- [TEXT BLOCK]:
>>>>>
How did America get to a point where legal opioid painkillers, marketed as medicine, were involved in nearly 19,000 overdose deaths in 2014?
One alarming explanation: The drug companies behind these opioids wanted more people to buy their product, so they led a misleading campaign to get doctors to prescribe their drugs.
The result: Drug companies profited as more and more people got addicted and died of overdoses. This chart, from a 2015 study published in the Annual Review of Public Health, tells the story:
Let's back up. The opioid epidemic began in the 1990s when doctors prescribed a tremendous amount of opioid painkillers to help treat pain — a serious problem, given that chronic pain alone afflicts about 100 million Americans.
But one reason doctors were so willing to prescribe these painkillers, despite the clear risks of addiction and overdose, is heavy marketing from the pharmaceutical industry.
Andrew Kolodny and other public health experts explained the history in the Annual Review of Public Health, detailing Purdue Pharma's involvement after it put OxyContin on the market in the 1990s:
Between 1996 and 2002, Purdue Pharma funded more than 20,000 pain-related educational programs through direct sponsorship or financial grants and launched a multifaceted campaign to encourage long-term use of [opioid painkillers] for chronic non-cancer pain. As part of this campaign, Purdue provided financial support to the American Pain Society, the American Academy of Pain Medicine, the Federation of State Medical Boards, the Joint Commission, pain patient groups, and other organizations. In turn, these groups all advocated for more aggressive identification and treatment of pain, especially use of [opioid painkillers].
<<<<<
- [ACTIVITY A]:
According to the opioid article, how many pain-related educational programs did Purdue Pharma fund between 1996 and 2002?
- [ACTIVITY B]:
Duplicate the opioid article from "One alarming explanation: The" up to and including "100 million Americans.".
- [ACTIVITY C]:
Rewrite the paragraph of the opioid article that begins "Between 1996 and 2002" as a short bulleted list that keeps its main facts.
The listing has nothing to do with the opioid article.

- [DATA SECTION]:
>>>>>
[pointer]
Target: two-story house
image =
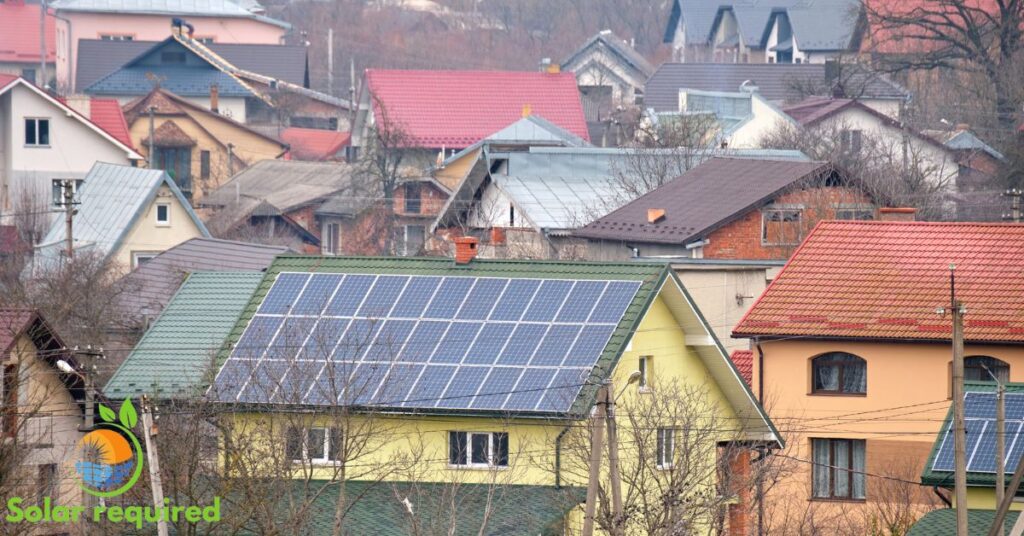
<<<<<
- [RESPONSE A]:
More than 20,000.

- [RESPONSE B]:
One alarming explanation: The drug companies behind these opioids wanted more people to buy their product, so they led a misleading campaign to get doctors to prescribe their drugs.
The result: Drug companies profited as more and more people got addicted and died of overdoses. This chart, from a 2015 study published in the Annual Review of Public Health, tells the story:
Let's back up. The opioid epidemic began in the 1990s when doctors prescribed a tremendous amount of opioid painkillers to help treat pain — a serious problem, given that chronic pain alone afflicts about 100 million Americans.

- [RESPONSE C]:
- From 1996 to 2002, Purdue Pharma funded more than 20,000 pain-related educational programs through direct sponsorship or financial grants.
- It launched a multifaceted campaign encouraging long-term use of opioid painkillers for chronic non-cancer pain.
- It financially supported the American Pain Society, the American Academy of Pain Medicine, the Federation of State Medical Boards, the Joint Commission, pain patient groups, and other organizations.
- These groups advocated more aggressive identification and treatment of pain, especially with opioid painkillers.